Data provided:
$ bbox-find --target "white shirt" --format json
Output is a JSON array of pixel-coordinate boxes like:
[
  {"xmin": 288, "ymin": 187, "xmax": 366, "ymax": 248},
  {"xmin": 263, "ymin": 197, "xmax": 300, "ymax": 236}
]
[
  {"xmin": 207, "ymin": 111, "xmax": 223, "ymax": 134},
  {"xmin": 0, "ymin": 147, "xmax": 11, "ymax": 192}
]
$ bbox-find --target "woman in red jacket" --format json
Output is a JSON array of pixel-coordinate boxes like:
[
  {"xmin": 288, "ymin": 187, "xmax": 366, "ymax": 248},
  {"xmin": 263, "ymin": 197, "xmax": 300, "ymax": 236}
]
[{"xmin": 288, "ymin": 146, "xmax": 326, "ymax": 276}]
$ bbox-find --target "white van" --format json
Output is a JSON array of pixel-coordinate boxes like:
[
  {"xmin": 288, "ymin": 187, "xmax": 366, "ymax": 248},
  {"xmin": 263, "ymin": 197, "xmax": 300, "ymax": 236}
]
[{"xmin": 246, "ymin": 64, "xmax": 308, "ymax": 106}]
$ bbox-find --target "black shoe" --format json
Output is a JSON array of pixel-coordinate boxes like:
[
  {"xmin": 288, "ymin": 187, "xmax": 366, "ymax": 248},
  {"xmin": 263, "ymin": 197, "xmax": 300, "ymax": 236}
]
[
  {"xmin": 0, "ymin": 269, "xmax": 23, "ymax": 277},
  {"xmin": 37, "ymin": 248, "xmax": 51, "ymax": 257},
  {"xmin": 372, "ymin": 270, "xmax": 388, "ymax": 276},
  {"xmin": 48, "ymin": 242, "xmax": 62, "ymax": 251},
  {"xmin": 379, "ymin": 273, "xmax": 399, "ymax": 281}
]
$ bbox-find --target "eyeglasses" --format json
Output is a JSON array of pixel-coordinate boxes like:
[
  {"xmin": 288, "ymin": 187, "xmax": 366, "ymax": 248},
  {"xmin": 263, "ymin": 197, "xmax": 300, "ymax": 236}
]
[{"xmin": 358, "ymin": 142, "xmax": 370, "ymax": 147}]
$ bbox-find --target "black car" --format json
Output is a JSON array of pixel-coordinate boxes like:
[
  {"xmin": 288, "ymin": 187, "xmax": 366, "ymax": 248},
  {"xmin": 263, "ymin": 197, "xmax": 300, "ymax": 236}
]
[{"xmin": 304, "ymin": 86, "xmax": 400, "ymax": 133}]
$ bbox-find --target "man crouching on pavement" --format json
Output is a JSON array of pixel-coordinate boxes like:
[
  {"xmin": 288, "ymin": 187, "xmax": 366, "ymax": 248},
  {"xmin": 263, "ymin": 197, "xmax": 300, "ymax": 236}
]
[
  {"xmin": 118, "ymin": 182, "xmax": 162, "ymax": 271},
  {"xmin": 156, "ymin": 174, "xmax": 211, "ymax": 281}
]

What you are asked to do:
Reproduce the full listing word for word.

Result of this task:
$ bbox-find --target "white shirt" --format json
Output is a JSON array of pixel-coordinate boxes like:
[
  {"xmin": 288, "ymin": 187, "xmax": 366, "ymax": 248},
  {"xmin": 263, "ymin": 197, "xmax": 300, "ymax": 236}
]
[
  {"xmin": 207, "ymin": 111, "xmax": 223, "ymax": 134},
  {"xmin": 0, "ymin": 147, "xmax": 11, "ymax": 192}
]
$ bbox-find --target "woman in red jacket" --format json
Output is a JSON array of pixel-coordinate boxes like:
[
  {"xmin": 288, "ymin": 187, "xmax": 366, "ymax": 248},
  {"xmin": 263, "ymin": 197, "xmax": 300, "ymax": 236}
]
[{"xmin": 288, "ymin": 146, "xmax": 326, "ymax": 276}]
$ bbox-find --target "white van" --format json
Output is a JSON array of pixel-coordinate boxes like:
[
  {"xmin": 288, "ymin": 187, "xmax": 366, "ymax": 248},
  {"xmin": 263, "ymin": 197, "xmax": 300, "ymax": 236}
]
[{"xmin": 246, "ymin": 64, "xmax": 308, "ymax": 106}]
$ bbox-find --target "black shoe" --format json
Output is a JSON array of pixel-coordinate boxes like:
[
  {"xmin": 288, "ymin": 187, "xmax": 366, "ymax": 248},
  {"xmin": 263, "ymin": 197, "xmax": 300, "ymax": 236}
]
[
  {"xmin": 0, "ymin": 269, "xmax": 23, "ymax": 277},
  {"xmin": 37, "ymin": 248, "xmax": 51, "ymax": 257},
  {"xmin": 372, "ymin": 270, "xmax": 388, "ymax": 276},
  {"xmin": 48, "ymin": 242, "xmax": 62, "ymax": 251},
  {"xmin": 379, "ymin": 273, "xmax": 399, "ymax": 281}
]
$ bbox-find --target "eyeglasses" --format json
Output is a JSON array of pixel-coordinate boxes like:
[
  {"xmin": 288, "ymin": 187, "xmax": 366, "ymax": 248},
  {"xmin": 263, "ymin": 197, "xmax": 300, "ymax": 236}
]
[{"xmin": 358, "ymin": 142, "xmax": 370, "ymax": 147}]
$ bbox-find --target "black car" --format json
Output is a JSON array of pixel-coordinate boxes like:
[
  {"xmin": 288, "ymin": 187, "xmax": 366, "ymax": 248},
  {"xmin": 263, "ymin": 197, "xmax": 300, "ymax": 236}
]
[{"xmin": 304, "ymin": 86, "xmax": 400, "ymax": 133}]
$ bbox-find --target "man crouching on pavement" --format json
Output is a JSON array of pixel-coordinate boxes like:
[
  {"xmin": 288, "ymin": 187, "xmax": 366, "ymax": 248},
  {"xmin": 263, "ymin": 197, "xmax": 300, "ymax": 236}
]
[
  {"xmin": 118, "ymin": 182, "xmax": 162, "ymax": 271},
  {"xmin": 156, "ymin": 174, "xmax": 211, "ymax": 281}
]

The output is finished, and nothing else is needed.